Record list -
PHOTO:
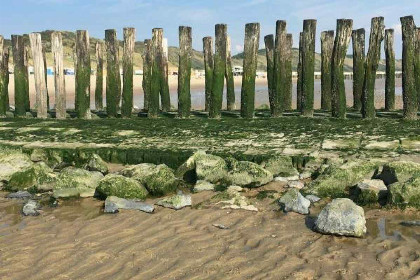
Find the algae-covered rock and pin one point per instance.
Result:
(120, 186)
(280, 166)
(336, 181)
(38, 177)
(72, 181)
(206, 167)
(405, 193)
(158, 179)
(341, 217)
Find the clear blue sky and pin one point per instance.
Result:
(25, 16)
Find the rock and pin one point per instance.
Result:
(207, 167)
(120, 186)
(39, 177)
(247, 174)
(295, 184)
(293, 201)
(341, 217)
(203, 186)
(73, 181)
(336, 181)
(176, 202)
(280, 166)
(19, 195)
(113, 204)
(312, 198)
(404, 194)
(370, 191)
(31, 208)
(158, 179)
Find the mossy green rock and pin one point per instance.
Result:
(404, 194)
(336, 181)
(39, 177)
(73, 181)
(120, 186)
(158, 179)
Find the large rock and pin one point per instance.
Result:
(336, 181)
(280, 166)
(293, 201)
(205, 167)
(38, 177)
(120, 186)
(113, 204)
(406, 193)
(158, 179)
(247, 174)
(342, 217)
(73, 181)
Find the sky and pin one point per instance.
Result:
(25, 16)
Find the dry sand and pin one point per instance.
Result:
(76, 241)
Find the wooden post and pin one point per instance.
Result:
(269, 53)
(251, 44)
(289, 73)
(327, 46)
(184, 71)
(390, 70)
(280, 57)
(230, 82)
(308, 67)
(408, 69)
(39, 73)
(165, 98)
(83, 74)
(128, 72)
(113, 78)
(147, 74)
(372, 61)
(299, 70)
(21, 80)
(99, 89)
(358, 39)
(219, 70)
(338, 91)
(208, 68)
(60, 89)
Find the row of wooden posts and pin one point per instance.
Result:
(218, 68)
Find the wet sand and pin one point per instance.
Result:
(77, 241)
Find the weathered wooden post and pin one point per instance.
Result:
(327, 46)
(230, 82)
(338, 91)
(377, 33)
(99, 89)
(83, 74)
(251, 44)
(208, 69)
(128, 72)
(280, 57)
(358, 40)
(408, 69)
(299, 72)
(219, 70)
(184, 71)
(269, 53)
(60, 89)
(39, 74)
(21, 80)
(147, 72)
(308, 67)
(390, 70)
(113, 78)
(289, 73)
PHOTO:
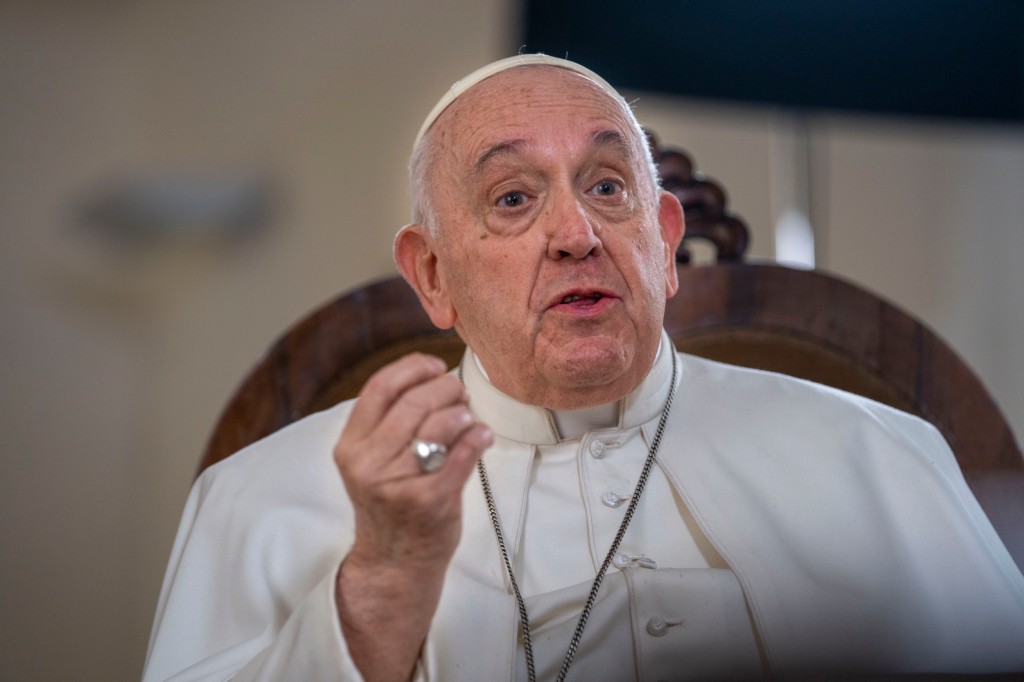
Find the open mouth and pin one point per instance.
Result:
(583, 298)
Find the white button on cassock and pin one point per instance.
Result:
(656, 627)
(612, 500)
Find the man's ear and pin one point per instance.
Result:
(414, 254)
(670, 216)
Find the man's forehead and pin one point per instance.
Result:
(482, 74)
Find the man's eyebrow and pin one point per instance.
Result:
(614, 139)
(508, 146)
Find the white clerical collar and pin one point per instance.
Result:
(530, 424)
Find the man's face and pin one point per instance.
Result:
(555, 252)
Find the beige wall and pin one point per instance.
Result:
(115, 359)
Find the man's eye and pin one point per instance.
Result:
(606, 188)
(512, 200)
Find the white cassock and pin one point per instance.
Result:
(786, 528)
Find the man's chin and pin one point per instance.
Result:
(598, 367)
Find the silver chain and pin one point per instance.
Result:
(585, 614)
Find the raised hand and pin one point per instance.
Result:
(408, 522)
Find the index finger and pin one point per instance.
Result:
(388, 384)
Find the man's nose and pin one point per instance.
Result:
(573, 232)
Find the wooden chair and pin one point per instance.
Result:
(806, 324)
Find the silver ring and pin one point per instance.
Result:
(429, 456)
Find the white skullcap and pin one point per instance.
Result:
(494, 68)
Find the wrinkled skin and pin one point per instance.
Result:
(542, 193)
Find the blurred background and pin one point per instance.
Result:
(181, 180)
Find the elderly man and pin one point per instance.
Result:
(574, 499)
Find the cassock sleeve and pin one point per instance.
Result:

What is required -
Return to the listing above and set it down exactly, leaving out its pictures.

Response to the exercise -
PHOTO:
Find the algae-covered rock and pin one point per instance.
Result:
(120, 186)
(280, 166)
(336, 181)
(38, 177)
(72, 181)
(206, 167)
(405, 193)
(158, 179)
(341, 217)
Find the clear blue sky and pin one point per instance.
Result:
(25, 16)
Find the rock and pin one point per instance.
Result:
(207, 167)
(120, 186)
(39, 177)
(247, 174)
(295, 184)
(293, 201)
(341, 217)
(203, 186)
(73, 181)
(336, 181)
(176, 202)
(280, 166)
(19, 195)
(113, 204)
(312, 198)
(404, 194)
(370, 191)
(31, 208)
(158, 179)
Find the mossy green rock and pin one point per instance.
Result:
(404, 194)
(336, 181)
(39, 177)
(73, 181)
(120, 186)
(158, 179)
Find the large rock and pin one point per instance.
Result:
(336, 181)
(280, 166)
(293, 201)
(205, 167)
(38, 177)
(120, 186)
(113, 204)
(406, 193)
(158, 179)
(247, 174)
(342, 217)
(73, 181)
Find the sky and pin one point per instance.
Result:
(25, 16)
Find the dry sand and pin one point per instance.
Result:
(76, 241)
Find the wooden post and pin one point per instance.
Result:
(269, 53)
(251, 44)
(289, 73)
(327, 46)
(184, 71)
(390, 70)
(280, 57)
(230, 82)
(308, 67)
(408, 69)
(39, 73)
(165, 98)
(83, 74)
(128, 72)
(113, 78)
(147, 74)
(372, 61)
(299, 70)
(21, 80)
(99, 89)
(358, 39)
(219, 70)
(338, 91)
(208, 68)
(60, 89)
Find the row of wooden posts and pin one point per instance.
Result:
(218, 68)
Find the wet sand and pin one point per instance.
Result:
(77, 241)
Find the weathered wooden post and pin one point per instance.
Result:
(327, 46)
(230, 82)
(338, 91)
(377, 33)
(99, 89)
(83, 74)
(251, 44)
(208, 69)
(128, 72)
(280, 57)
(358, 40)
(408, 69)
(299, 72)
(219, 70)
(184, 71)
(269, 53)
(60, 89)
(39, 74)
(21, 80)
(147, 72)
(308, 67)
(390, 70)
(113, 78)
(289, 73)
PHOTO:
Find the open mouth and pin one point per instance.
Result:
(583, 298)
Find the white button on cassock and pin one point per instance.
Result:
(656, 627)
(612, 500)
Find the man's ear and pin one point per instance.
Result:
(414, 254)
(670, 216)
Find the man's forehead and pin one point per instance.
Result:
(482, 74)
Find the man's eyebrow and pin one point per instance.
Result:
(614, 139)
(508, 146)
Find the white clerical collar and pin one point per instance.
Result:
(530, 424)
Find the man's face and pin one point per instance.
Result:
(555, 252)
Find the beige wall and pin one point per instance.
Result:
(115, 359)
Find the man's eye and pin one point per instance.
Result:
(606, 188)
(512, 200)
Find the white cassock and pin one point per instance.
Result:
(786, 528)
Find the man's chin and pin one point per instance.
Result:
(598, 367)
Find the silver chain and pin one point per instance.
Result:
(585, 614)
Find the raised hand and pin one point per instance.
Result:
(408, 522)
Find the index finger and pin one point per instance.
Result:
(388, 384)
Find the man's nose and pin one point per instance.
Result:
(573, 232)
Find the wooden chair and pin one point per instance.
Result:
(806, 324)
Find the silver ring and pin one point per instance.
Result:
(429, 456)
Find the white skullcap and pin one point per instance.
Result:
(494, 68)
Find the wrinkled skin and pin one point per instance.
Result:
(542, 193)
Find the blurred background and pin one point per instance.
Result:
(181, 180)
Find the elderly man and pin one point per instance.
Result:
(574, 499)
Find the cassock sleeve and pin one point per instance.
Result:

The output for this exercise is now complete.